Records from a data source
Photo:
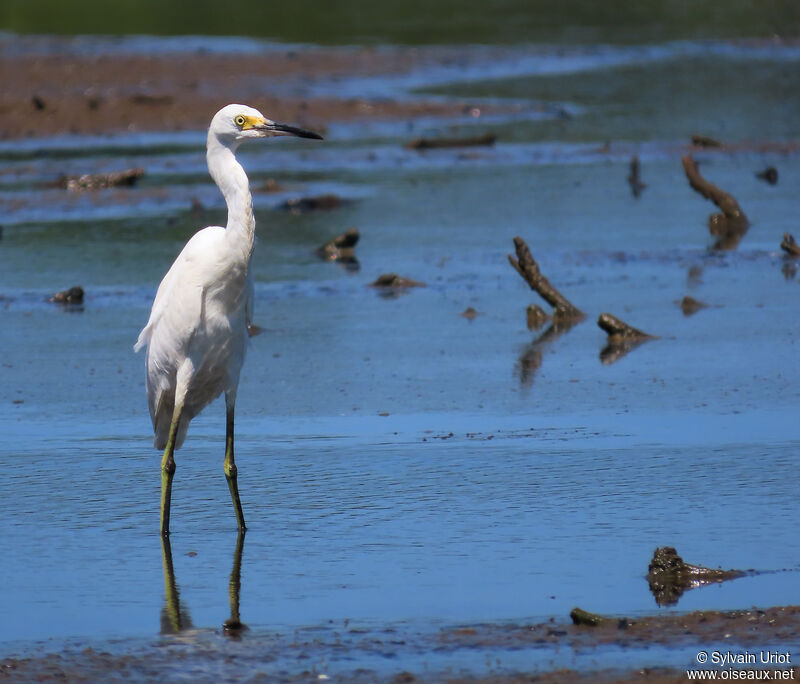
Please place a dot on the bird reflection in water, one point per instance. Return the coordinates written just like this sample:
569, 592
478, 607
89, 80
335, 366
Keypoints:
175, 616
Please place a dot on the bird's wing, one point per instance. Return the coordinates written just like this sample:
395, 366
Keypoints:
180, 292
248, 305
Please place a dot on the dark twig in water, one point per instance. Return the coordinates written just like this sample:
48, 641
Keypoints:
705, 141
669, 575
732, 223
618, 328
73, 295
789, 245
633, 177
321, 202
533, 355
622, 338
690, 305
526, 266
393, 281
341, 248
536, 316
770, 175
433, 143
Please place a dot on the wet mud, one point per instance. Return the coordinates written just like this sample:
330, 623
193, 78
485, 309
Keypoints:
46, 95
275, 657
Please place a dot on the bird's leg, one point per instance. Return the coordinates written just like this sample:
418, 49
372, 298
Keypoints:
168, 470
230, 465
182, 380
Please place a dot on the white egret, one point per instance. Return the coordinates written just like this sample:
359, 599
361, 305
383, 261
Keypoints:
196, 336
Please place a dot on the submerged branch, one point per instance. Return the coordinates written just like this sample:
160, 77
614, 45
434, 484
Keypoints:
730, 225
526, 266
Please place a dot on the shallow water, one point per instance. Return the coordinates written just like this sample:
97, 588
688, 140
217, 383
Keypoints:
400, 464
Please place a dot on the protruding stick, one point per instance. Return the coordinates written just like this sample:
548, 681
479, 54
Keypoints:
527, 267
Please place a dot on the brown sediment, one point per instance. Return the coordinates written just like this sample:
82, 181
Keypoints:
433, 143
43, 95
98, 181
739, 630
669, 576
789, 245
729, 226
526, 266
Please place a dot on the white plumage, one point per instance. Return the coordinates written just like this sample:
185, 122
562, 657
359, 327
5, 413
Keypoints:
196, 336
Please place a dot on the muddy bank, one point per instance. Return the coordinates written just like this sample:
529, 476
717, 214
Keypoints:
257, 656
43, 95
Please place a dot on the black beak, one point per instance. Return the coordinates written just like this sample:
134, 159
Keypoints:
286, 129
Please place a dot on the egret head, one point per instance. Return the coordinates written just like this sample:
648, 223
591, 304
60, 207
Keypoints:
236, 123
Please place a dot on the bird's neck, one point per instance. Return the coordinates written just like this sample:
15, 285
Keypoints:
229, 175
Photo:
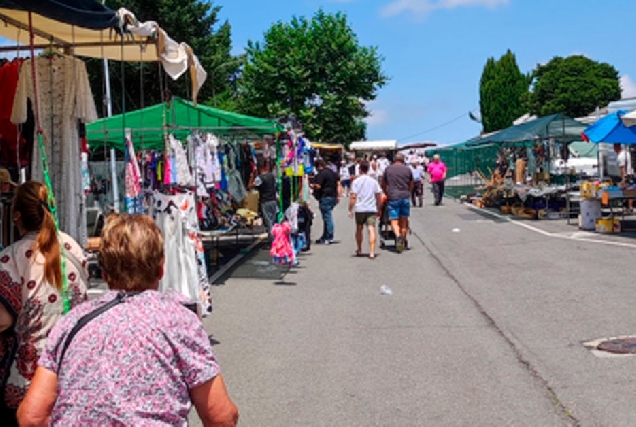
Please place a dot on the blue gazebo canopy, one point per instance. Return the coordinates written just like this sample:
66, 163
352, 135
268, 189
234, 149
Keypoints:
611, 130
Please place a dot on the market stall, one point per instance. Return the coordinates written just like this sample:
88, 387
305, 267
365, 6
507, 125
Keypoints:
604, 201
47, 100
531, 176
219, 149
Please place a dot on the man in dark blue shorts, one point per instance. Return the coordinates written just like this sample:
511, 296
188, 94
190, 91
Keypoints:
397, 183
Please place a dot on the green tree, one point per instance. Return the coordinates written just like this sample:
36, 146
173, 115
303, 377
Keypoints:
317, 70
502, 90
575, 86
194, 22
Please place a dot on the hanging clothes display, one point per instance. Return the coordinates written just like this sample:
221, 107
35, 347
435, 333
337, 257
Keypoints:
15, 143
65, 97
185, 269
134, 203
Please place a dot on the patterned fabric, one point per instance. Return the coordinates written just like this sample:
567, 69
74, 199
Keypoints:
64, 98
134, 200
182, 168
38, 305
133, 365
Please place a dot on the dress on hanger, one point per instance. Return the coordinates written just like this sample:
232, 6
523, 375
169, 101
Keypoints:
185, 269
64, 97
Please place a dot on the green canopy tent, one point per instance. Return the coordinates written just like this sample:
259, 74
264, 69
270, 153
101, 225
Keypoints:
179, 117
558, 126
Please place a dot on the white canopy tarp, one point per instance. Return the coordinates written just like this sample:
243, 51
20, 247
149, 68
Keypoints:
386, 145
142, 42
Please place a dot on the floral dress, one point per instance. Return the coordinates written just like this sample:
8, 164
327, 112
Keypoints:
38, 306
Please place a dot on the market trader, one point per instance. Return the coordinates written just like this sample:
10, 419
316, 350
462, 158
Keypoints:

Work task: Copy each entry exactly as written. Pictures do not belong in the copy.

Output of the exercise:
Photo:
Please place a dot on the bird reflection in water, one point per instance. Return the coordinates written just like this sample:
569, 592
478, 607
89, 80
335, 366
Keypoints:
175, 616
Please place a dot on the bird's wing, one point per instance. Return the coordinates written just like this sample:
395, 366
Keypoints:
180, 292
248, 305
Please place a dot on the dark twig in water, one point per instance. Return the coordinates written just like this sample:
48, 641
Keypoints:
705, 141
669, 575
732, 223
618, 328
73, 295
789, 245
633, 177
321, 202
533, 355
622, 338
690, 305
526, 266
393, 281
341, 248
536, 316
770, 175
433, 143
Please place a dot on the wet mud, one point per instance. Return the coordinates written just like this sample:
330, 623
193, 78
485, 309
Keypoints:
46, 95
275, 657
Please place a dot on the bird's leg, one point per instance. Return the coordinates written just like this sample:
418, 49
372, 298
Keypoints:
168, 470
230, 465
182, 380
Please place a dot on the white egret, one point per instance. Return the coordinates written just like this sample:
359, 599
361, 305
383, 261
Keypoints:
196, 336
Please place a dot on the submerged branch, one point per instance. Return the coordinates written just like this sample:
160, 77
614, 45
434, 484
Keypoints:
730, 225
526, 266
Please place a dot on the shallow water, one point per instance. Return the coordinates written just like this sample:
97, 588
688, 140
217, 383
Keypoints:
400, 464
Please place a dot on the protruding stick, one point per instance. Return the coordinates written just like this sample:
548, 681
479, 54
Keypoints:
527, 267
Please place a dot on the brown sediment, one point per instance. Return the coordinates written just like this sample:
82, 181
Keypoints:
433, 143
43, 95
98, 181
739, 630
669, 576
789, 245
729, 226
526, 266
Please place a dot on the white plumage, one point per instance. Return the coordinates written just like this sample:
185, 122
562, 657
359, 327
5, 413
Keypoints:
196, 336
Please place a dot on the muddy bank, one point per instance. Return the coordinates written just like this sample:
529, 476
717, 214
Keypoints:
257, 656
43, 95
Please place a dot on the black beak, one point per instance. Return the coordinates written just like this sample:
134, 159
Keypoints:
286, 129
Please place a dot on the egret head, one point per instance. Return the coordinates written just like this sample:
648, 223
591, 304
60, 207
Keypoints:
236, 123
Please place a dot on the bird's neck, one point per instance. Return the coordinates written just like this sample:
15, 285
Keypoints:
229, 175
Photo:
Please place a dot on the blue gazebo canopy, one point per instance. Return the coordinates written just like this sample:
66, 163
352, 135
268, 189
234, 149
Keypoints:
611, 130
Please place a dot on the market stall, one point per instance. Return the coordinates written just like this sample:
88, 387
305, 267
365, 6
507, 125
Keypoints:
604, 201
47, 100
531, 176
219, 149
Please place a dot on the man in dark blue shorts, one point per instance. Return the coordinates written just like this sample:
511, 296
188, 94
190, 91
Keypoints:
397, 183
Please place a dot on the green tree, one point per instance. Return the coordinates written just like this sample:
36, 146
173, 115
303, 377
Keypoints:
317, 70
502, 90
575, 86
194, 22
Please place a dot on the hanging clothes display, one point per instance. Return the coordinates written just like this sample:
221, 107
35, 347
435, 333
337, 257
Keypoints:
15, 143
65, 97
185, 269
134, 203
Please place a dot on the patterned fabric, one point per instance. Return the coordinates written just like this sample:
567, 69
74, 199
Keypoints:
64, 98
134, 200
182, 168
38, 305
133, 365
Please place a dot on the dress on hanger, one point per instance. Return the coordinates written just like this sample:
232, 6
523, 375
169, 101
Keypoints:
185, 269
64, 97
Please place a dot on the green canopy tent, one point per instance. Return the coordinates written just like this sample:
259, 74
264, 69
270, 153
101, 225
Keypoints:
179, 117
558, 126
Please place a dot on the white canopy tarp, one point per instance. Return the coordinates written just like this sample:
243, 51
20, 247
149, 68
Keypoints:
386, 145
142, 42
Please place a dot on the floral dress, one point per instance. Return the coordinates written just like this sample:
8, 164
327, 112
Keypoints:
38, 306
Please place a dot on the market trader, one point per instance. Return the coordinates written just like this sample:
10, 419
316, 350
462, 158
Keypoints:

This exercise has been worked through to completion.